▶ YOUR GOAL
Output the lines that follow exactly as they are.

▶ GIVEN RECORDS
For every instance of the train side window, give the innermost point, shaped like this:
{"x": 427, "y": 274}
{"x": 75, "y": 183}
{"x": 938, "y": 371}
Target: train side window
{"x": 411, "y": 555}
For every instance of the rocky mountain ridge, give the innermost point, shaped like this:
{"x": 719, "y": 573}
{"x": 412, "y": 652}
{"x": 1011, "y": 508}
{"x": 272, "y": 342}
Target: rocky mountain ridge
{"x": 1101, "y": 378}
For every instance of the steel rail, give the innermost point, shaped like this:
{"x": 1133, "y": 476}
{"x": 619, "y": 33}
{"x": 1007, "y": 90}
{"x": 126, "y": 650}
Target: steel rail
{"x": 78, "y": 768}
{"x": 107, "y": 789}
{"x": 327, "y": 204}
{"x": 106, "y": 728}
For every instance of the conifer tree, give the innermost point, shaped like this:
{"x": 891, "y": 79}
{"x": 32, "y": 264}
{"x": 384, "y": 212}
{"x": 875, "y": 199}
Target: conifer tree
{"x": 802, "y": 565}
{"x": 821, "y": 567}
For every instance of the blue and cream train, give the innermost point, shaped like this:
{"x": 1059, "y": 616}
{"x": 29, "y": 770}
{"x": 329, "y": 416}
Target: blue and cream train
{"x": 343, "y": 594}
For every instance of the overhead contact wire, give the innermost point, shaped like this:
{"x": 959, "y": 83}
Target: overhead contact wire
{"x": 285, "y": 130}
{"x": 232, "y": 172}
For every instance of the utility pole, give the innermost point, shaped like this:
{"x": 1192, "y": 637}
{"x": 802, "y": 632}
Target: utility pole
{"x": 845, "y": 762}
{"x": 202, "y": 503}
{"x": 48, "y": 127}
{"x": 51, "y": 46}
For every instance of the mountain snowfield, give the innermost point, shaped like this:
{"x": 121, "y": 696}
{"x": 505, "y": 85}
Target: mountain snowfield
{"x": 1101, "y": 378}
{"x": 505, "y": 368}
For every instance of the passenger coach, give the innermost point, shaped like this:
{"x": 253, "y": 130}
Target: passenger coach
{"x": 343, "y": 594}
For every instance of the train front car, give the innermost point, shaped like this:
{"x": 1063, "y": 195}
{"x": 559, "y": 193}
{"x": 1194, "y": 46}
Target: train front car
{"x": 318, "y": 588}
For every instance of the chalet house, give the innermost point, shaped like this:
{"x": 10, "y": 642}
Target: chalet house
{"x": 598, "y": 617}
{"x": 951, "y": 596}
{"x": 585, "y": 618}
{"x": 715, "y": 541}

▶ THE OUTPUT
For every instance of the train side window, give the innermost point, shaped like this:
{"x": 427, "y": 274}
{"x": 75, "y": 183}
{"x": 938, "y": 371}
Target: train side window
{"x": 411, "y": 555}
For every instance of the rocky mountain ridge, give the innermost point, shaped like this:
{"x": 719, "y": 573}
{"x": 412, "y": 652}
{"x": 1011, "y": 508}
{"x": 272, "y": 342}
Target: rocky mountain ridge
{"x": 1101, "y": 378}
For every instance of the steel rail, give the innermost point, shaped like this:
{"x": 1133, "y": 476}
{"x": 619, "y": 33}
{"x": 1007, "y": 90}
{"x": 126, "y": 650}
Target: steel rail
{"x": 78, "y": 768}
{"x": 107, "y": 789}
{"x": 327, "y": 204}
{"x": 106, "y": 728}
For every instance of the conifer tree, give the innermost point, shaped like this:
{"x": 891, "y": 79}
{"x": 32, "y": 264}
{"x": 384, "y": 212}
{"x": 875, "y": 199}
Target: conifer tree
{"x": 802, "y": 565}
{"x": 821, "y": 567}
For every instance of the blue and cream train, give the innermost point, shaped like this:
{"x": 1059, "y": 616}
{"x": 29, "y": 770}
{"x": 329, "y": 416}
Target: blue and cream train
{"x": 343, "y": 594}
For every instance of the overhead contact wire, give the innermost point, shaped like this:
{"x": 959, "y": 83}
Target: overhead contact wire
{"x": 285, "y": 130}
{"x": 232, "y": 172}
For every instance of the utility pole, give the innermost point, shaped like this:
{"x": 1192, "y": 637}
{"x": 802, "y": 632}
Target: utility pole
{"x": 845, "y": 762}
{"x": 202, "y": 503}
{"x": 48, "y": 127}
{"x": 51, "y": 46}
For every instance of the mountain snowfield, give the innermost point, shaped like this:
{"x": 121, "y": 696}
{"x": 505, "y": 85}
Target: mountain snowfield
{"x": 1101, "y": 378}
{"x": 505, "y": 368}
For every instance of the passenger coach, give the innermost point, shaped like this:
{"x": 253, "y": 130}
Target: passenger coach
{"x": 343, "y": 594}
For every instance of the train front car, give the innermost point, shaped like this:
{"x": 1063, "y": 195}
{"x": 559, "y": 193}
{"x": 1194, "y": 46}
Target: train front car
{"x": 318, "y": 588}
For every instance of the chalet house, give the innermost point, shaped like this:
{"x": 10, "y": 642}
Target: chalet house
{"x": 598, "y": 617}
{"x": 951, "y": 596}
{"x": 585, "y": 618}
{"x": 715, "y": 541}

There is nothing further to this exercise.